== Extracted entries ==

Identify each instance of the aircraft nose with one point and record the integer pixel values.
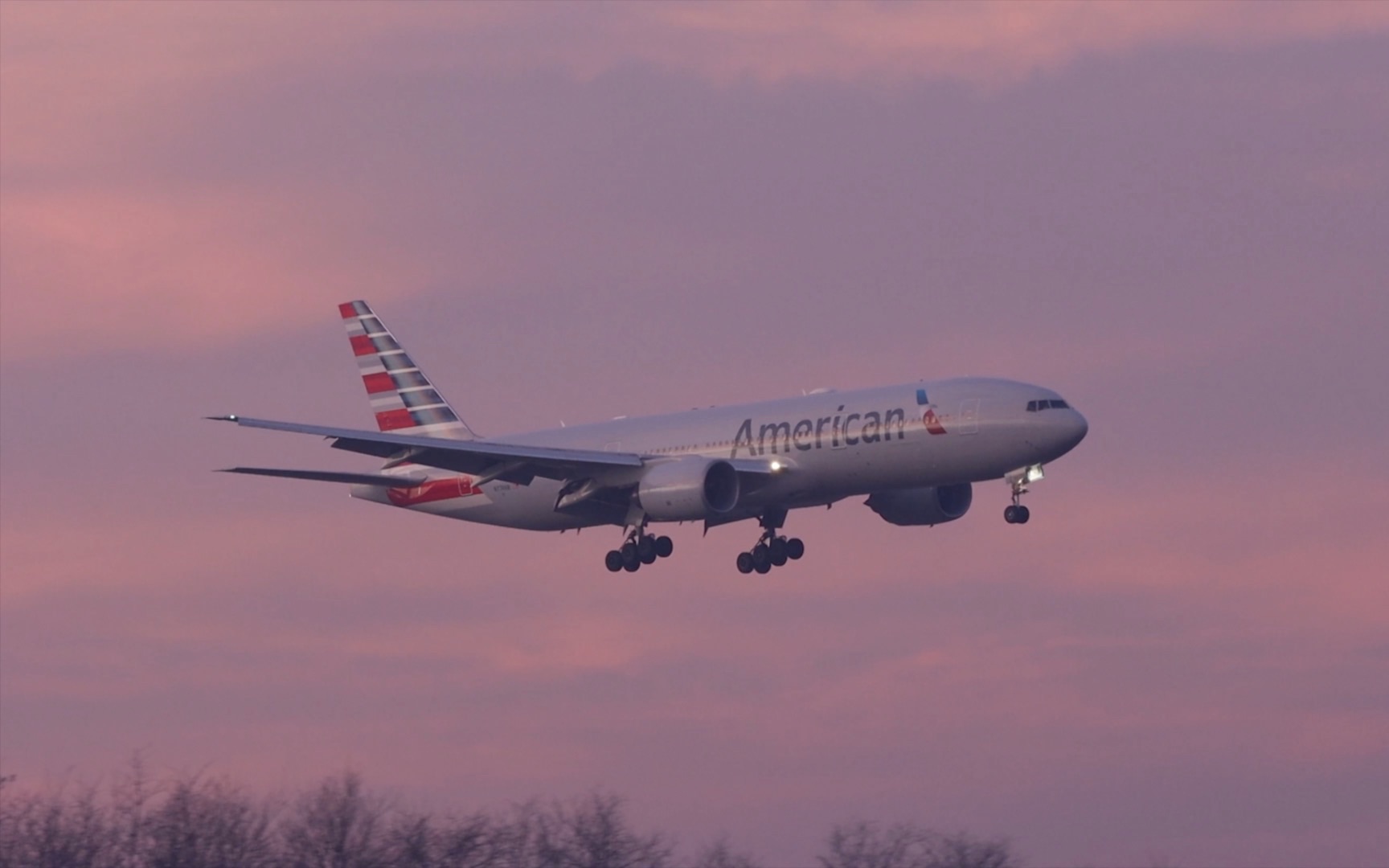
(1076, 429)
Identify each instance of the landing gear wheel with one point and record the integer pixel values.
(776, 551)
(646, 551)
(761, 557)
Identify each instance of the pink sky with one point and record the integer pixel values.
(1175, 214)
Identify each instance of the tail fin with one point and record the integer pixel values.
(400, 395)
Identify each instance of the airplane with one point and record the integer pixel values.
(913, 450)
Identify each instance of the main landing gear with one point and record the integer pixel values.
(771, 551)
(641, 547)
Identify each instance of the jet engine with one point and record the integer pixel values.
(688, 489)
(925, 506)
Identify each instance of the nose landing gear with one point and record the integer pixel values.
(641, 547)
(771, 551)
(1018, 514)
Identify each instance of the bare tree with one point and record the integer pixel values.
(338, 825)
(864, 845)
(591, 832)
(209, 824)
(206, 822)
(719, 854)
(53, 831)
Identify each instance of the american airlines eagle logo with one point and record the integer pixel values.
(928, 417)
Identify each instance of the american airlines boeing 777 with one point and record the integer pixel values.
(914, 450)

===

What you should do — Would you repeat the lines from the one containing "Identify each instance of the american airlines eagle" through the end of the data, exactly, with nothing before or after them?

Written response —
Identify each instance of the american airlines eagle logo with one point and record the integer pixel values.
(928, 417)
Identify each instance of the american airlines boeing 777 with one point and record the integer pixel values.
(914, 450)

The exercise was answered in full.